In the entries below, how many lines hold the word "query"? Answer with the number only.

## Records from a data collection
+++
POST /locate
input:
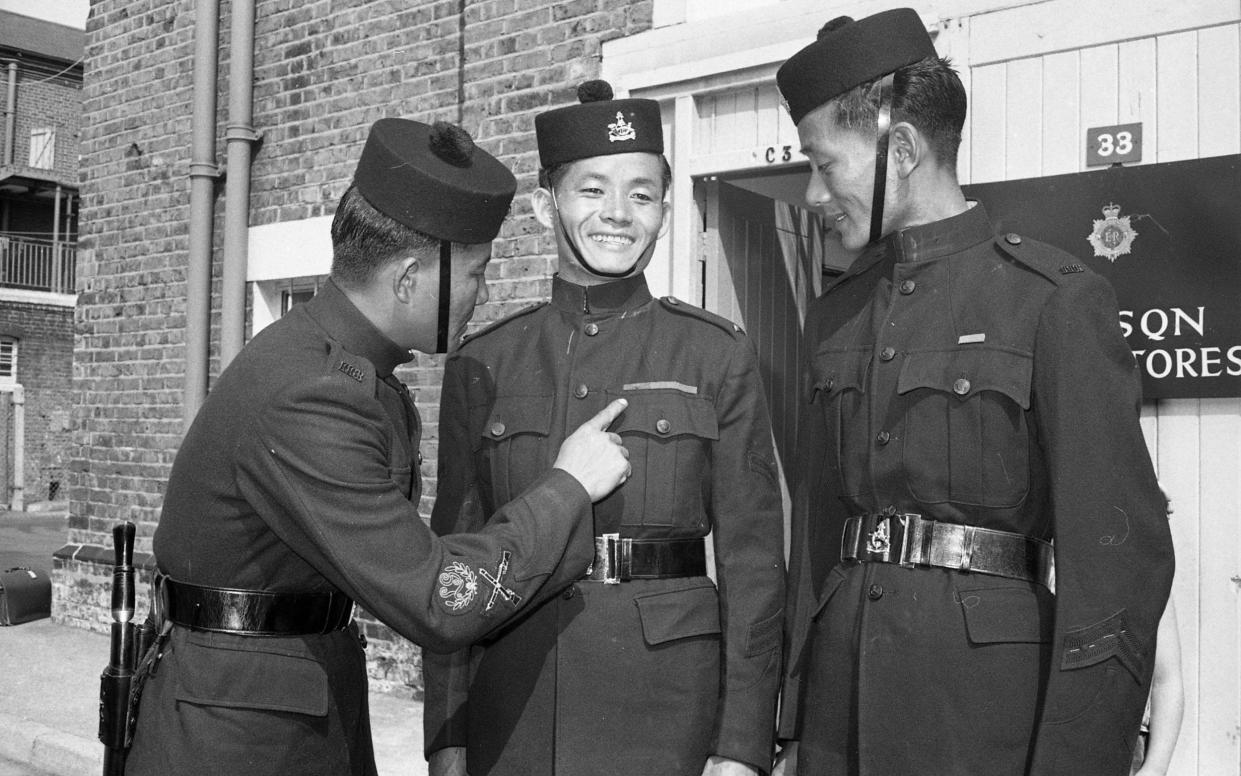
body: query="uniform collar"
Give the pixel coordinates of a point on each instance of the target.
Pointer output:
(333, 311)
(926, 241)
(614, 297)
+++
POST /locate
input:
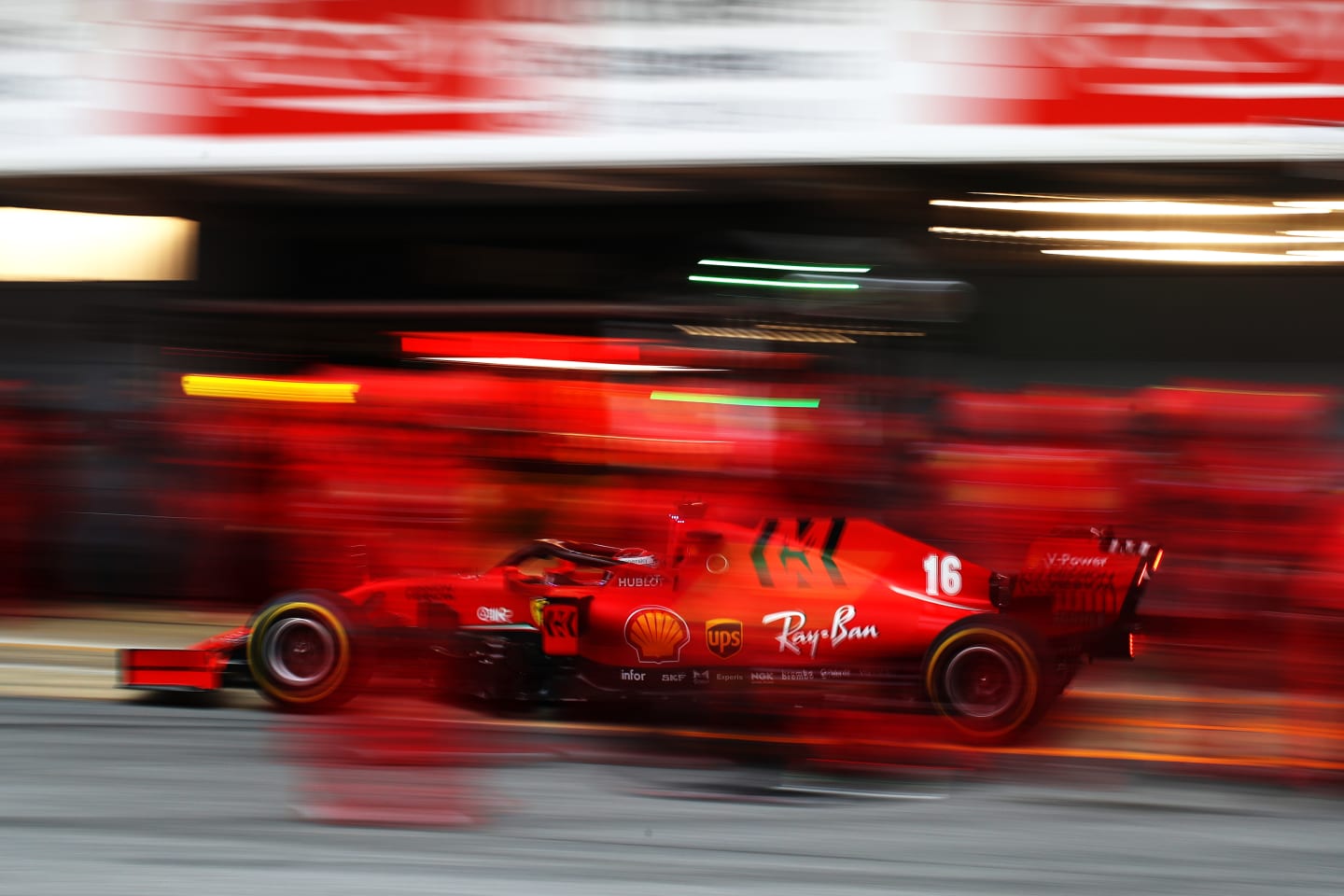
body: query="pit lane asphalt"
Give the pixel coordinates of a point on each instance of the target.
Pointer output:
+++
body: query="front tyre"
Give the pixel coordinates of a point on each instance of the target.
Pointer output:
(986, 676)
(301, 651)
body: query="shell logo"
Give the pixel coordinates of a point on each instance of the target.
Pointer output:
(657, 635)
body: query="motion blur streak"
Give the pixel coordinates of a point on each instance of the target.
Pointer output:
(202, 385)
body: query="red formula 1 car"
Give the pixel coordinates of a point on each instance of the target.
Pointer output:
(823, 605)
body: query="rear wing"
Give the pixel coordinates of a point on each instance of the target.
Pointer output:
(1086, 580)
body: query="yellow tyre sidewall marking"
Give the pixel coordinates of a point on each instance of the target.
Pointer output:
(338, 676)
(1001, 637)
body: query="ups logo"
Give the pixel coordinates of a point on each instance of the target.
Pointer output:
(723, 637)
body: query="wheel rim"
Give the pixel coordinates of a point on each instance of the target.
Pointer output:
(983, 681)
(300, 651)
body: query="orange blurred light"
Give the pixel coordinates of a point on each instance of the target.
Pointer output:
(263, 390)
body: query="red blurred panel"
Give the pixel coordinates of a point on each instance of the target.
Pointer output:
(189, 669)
+++
## Answer area
12